# Start of Records

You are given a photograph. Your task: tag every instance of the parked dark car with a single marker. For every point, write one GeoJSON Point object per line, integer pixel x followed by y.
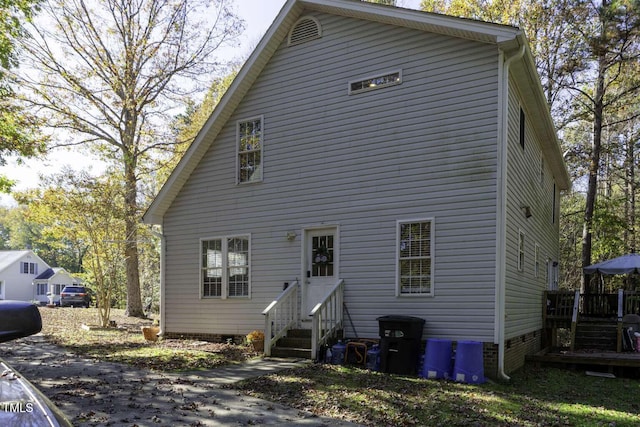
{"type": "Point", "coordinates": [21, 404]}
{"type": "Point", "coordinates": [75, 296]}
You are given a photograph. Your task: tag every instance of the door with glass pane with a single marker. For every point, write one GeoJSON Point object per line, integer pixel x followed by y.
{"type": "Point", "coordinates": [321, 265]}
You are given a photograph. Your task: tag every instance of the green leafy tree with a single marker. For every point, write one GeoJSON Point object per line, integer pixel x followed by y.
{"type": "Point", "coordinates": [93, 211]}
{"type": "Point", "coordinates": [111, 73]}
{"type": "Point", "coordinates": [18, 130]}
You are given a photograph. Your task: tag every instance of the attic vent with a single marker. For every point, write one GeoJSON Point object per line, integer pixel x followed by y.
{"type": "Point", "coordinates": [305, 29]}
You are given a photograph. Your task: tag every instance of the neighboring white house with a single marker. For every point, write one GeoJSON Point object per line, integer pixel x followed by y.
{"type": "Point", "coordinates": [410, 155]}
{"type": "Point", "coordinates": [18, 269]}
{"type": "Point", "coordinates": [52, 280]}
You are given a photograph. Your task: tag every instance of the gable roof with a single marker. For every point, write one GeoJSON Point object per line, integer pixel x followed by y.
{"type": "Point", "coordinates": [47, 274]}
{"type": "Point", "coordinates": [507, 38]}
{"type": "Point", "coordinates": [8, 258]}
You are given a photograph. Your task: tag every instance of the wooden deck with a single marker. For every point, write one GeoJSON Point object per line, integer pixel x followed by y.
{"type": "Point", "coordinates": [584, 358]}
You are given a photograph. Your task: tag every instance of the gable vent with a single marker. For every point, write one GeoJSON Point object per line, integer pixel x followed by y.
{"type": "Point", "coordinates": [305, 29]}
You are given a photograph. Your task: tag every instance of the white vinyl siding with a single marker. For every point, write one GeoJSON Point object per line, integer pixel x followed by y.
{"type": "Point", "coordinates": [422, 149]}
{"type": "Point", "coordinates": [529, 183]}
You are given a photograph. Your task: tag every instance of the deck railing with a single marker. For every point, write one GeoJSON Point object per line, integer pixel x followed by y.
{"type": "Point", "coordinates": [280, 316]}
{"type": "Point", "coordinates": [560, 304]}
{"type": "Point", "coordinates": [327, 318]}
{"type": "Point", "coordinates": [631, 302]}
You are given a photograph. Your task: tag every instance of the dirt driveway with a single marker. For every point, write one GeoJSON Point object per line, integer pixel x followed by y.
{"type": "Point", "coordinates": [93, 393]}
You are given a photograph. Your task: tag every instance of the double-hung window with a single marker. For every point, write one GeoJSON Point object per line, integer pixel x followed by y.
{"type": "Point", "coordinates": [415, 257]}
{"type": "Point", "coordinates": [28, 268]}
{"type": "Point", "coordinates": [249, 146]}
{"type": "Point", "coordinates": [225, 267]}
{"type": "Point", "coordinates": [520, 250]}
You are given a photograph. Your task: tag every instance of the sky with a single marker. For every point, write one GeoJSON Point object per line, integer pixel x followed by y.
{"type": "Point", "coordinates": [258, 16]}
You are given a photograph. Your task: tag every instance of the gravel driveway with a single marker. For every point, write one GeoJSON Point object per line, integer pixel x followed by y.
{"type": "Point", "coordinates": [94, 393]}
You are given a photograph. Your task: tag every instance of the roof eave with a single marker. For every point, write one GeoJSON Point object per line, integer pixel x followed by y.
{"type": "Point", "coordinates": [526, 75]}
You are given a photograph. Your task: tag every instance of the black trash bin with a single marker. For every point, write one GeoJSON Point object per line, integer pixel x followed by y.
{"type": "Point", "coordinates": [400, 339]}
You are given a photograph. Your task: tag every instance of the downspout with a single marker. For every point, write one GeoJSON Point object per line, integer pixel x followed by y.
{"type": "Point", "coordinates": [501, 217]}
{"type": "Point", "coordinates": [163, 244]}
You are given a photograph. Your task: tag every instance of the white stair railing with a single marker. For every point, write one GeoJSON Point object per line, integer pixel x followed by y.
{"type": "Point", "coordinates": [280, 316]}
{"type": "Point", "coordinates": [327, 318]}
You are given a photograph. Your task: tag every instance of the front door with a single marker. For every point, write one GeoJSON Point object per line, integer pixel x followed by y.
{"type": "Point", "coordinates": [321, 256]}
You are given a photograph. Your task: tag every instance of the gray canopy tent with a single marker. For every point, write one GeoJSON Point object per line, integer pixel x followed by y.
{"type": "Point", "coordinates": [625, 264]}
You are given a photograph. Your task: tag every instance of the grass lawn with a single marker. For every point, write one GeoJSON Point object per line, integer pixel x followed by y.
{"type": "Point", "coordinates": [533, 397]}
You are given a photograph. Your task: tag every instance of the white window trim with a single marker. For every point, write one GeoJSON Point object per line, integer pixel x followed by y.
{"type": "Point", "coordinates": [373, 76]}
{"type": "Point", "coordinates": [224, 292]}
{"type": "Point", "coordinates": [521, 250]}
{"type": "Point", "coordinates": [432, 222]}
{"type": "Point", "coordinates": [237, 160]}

# End of Records

§ **Request**
Reproduce the material in full, word for word, and omit the pictures.

§ **Solution below**
You are given a photograph. Your task: tag every instance of the parked dark car with a single marker. For every point, write one GeoJSON Point object per line, integer pixel x followed by y.
{"type": "Point", "coordinates": [21, 404]}
{"type": "Point", "coordinates": [75, 296]}
You are given a photograph. Your task: tag every instance of the door with glass pane with a single marker. For every point, write one GeoJSON Point object per line, integer pixel x followed by y.
{"type": "Point", "coordinates": [321, 265]}
You are given a photograph. Your task: tag every instance of the green leafy tree with a single marker. For every point, write one GeoJSON Point object per line, integer pixel x followed by y.
{"type": "Point", "coordinates": [93, 211]}
{"type": "Point", "coordinates": [111, 73]}
{"type": "Point", "coordinates": [18, 130]}
You are given a photograph. Your task: tag every instance of the attic vent with a single marker. For every point, write one GeoJSON Point object per line, integer pixel x followed by y.
{"type": "Point", "coordinates": [305, 29]}
You are given a photograph. Your task: tag every instance of the neighboring white house with a single marker. For every point, write one GeoJSON Point object per line, integer pixel x followed by y.
{"type": "Point", "coordinates": [410, 155]}
{"type": "Point", "coordinates": [18, 269]}
{"type": "Point", "coordinates": [52, 280]}
You are given a photograph. Your task: tag every instance of the gable roof with a single marker. For every point, write one GeoJSON Point object per line, integer pixel x followed by y.
{"type": "Point", "coordinates": [47, 274]}
{"type": "Point", "coordinates": [507, 38]}
{"type": "Point", "coordinates": [8, 258]}
You are given a photograph. Your task: tag every instance of the wooden deck with a single marker. For every point, write one GeoJSON Point object per line, integer pixel x followed by y.
{"type": "Point", "coordinates": [584, 358]}
You are given a photograph. Your task: tag every instance of the gable vent with a single marker. For every point, write one GeoJSON Point object per line, integer pixel x followed by y.
{"type": "Point", "coordinates": [305, 29]}
You are given a photograph. Your task: tag every instance of the white vinyl siding with a single marker. For every point, write one GeoJSON Point object per line, integer pixel x followed by y.
{"type": "Point", "coordinates": [422, 149]}
{"type": "Point", "coordinates": [529, 183]}
You are given a photograph. Your task: tag every instance of the deck railing with a single marker. For every point, write one GeoJSON Point object per line, integer pixel x followed by y.
{"type": "Point", "coordinates": [280, 316]}
{"type": "Point", "coordinates": [560, 304]}
{"type": "Point", "coordinates": [327, 318]}
{"type": "Point", "coordinates": [631, 302]}
You are given a photograph. Your task: tag every instance of the dirt driveway with a single marker. For every point, write one GeoJSON Point object per line, integer pixel x followed by y.
{"type": "Point", "coordinates": [93, 393]}
You are given a photograph. Your task: tag every instance of the double-hung window with a single marker. For every point, write one GeoJSON Point object per line, integer pixel x followed by y.
{"type": "Point", "coordinates": [415, 257]}
{"type": "Point", "coordinates": [28, 268]}
{"type": "Point", "coordinates": [249, 146]}
{"type": "Point", "coordinates": [225, 267]}
{"type": "Point", "coordinates": [520, 250]}
You are given a photograph. Your task: tag every instance of the sky with a single marker. For every point, write one GeoJSON Point object per line, integer pixel x followed by y.
{"type": "Point", "coordinates": [258, 16]}
You are given a photograph. Your task: tag every instance of the gravel driveway with a single marker. For every point, write one GeoJSON Point object per line, integer pixel x followed by y.
{"type": "Point", "coordinates": [94, 393]}
You are given a photograph. Your task: tag every instance of the roof eave with a single marker. For every point, write one GeoJSON Point object per line, integer pixel x followed by y.
{"type": "Point", "coordinates": [526, 75]}
You are given a photograph. Your task: tag every instance of the black trash bin with a single marker. For every point, write one GeoJSON Point object per line, integer pixel x followed by y.
{"type": "Point", "coordinates": [400, 339]}
You are given a photograph. Your task: tag every instance of the downspout with a single marker. For every point, write one GeoJSON Point object per line, integer pixel x followed by y.
{"type": "Point", "coordinates": [501, 217]}
{"type": "Point", "coordinates": [163, 244]}
You are given a photograph. Your task: tag every instance of the white stair railing with a single marker. For every point, write one GeoJSON Point object per line, integer pixel x followed by y.
{"type": "Point", "coordinates": [280, 316]}
{"type": "Point", "coordinates": [327, 318]}
You are given a photograph. Your task: tag every instance of the front door with a single marker. For every point, write one GeoJSON Point object per line, integer pixel x followed by y.
{"type": "Point", "coordinates": [321, 256]}
You are given a photograph. Your task: tag every instance of the gray canopy tent with a single marker. For every point, write one GeoJSON Point object per line, integer pixel x followed by y.
{"type": "Point", "coordinates": [625, 264]}
You are given a photograph. Your task: tag every instance of the grass lawn with a single marker. For every point, write one GeoJSON Point object per line, integer pixel x followed by y.
{"type": "Point", "coordinates": [533, 397]}
You are given a photograph. Your task: tag every instance of the white window trim with a single marker. For every point, write one GeoJSON Point object per line, integer pixel x followed by y.
{"type": "Point", "coordinates": [373, 76]}
{"type": "Point", "coordinates": [224, 292]}
{"type": "Point", "coordinates": [521, 250]}
{"type": "Point", "coordinates": [432, 222]}
{"type": "Point", "coordinates": [237, 160]}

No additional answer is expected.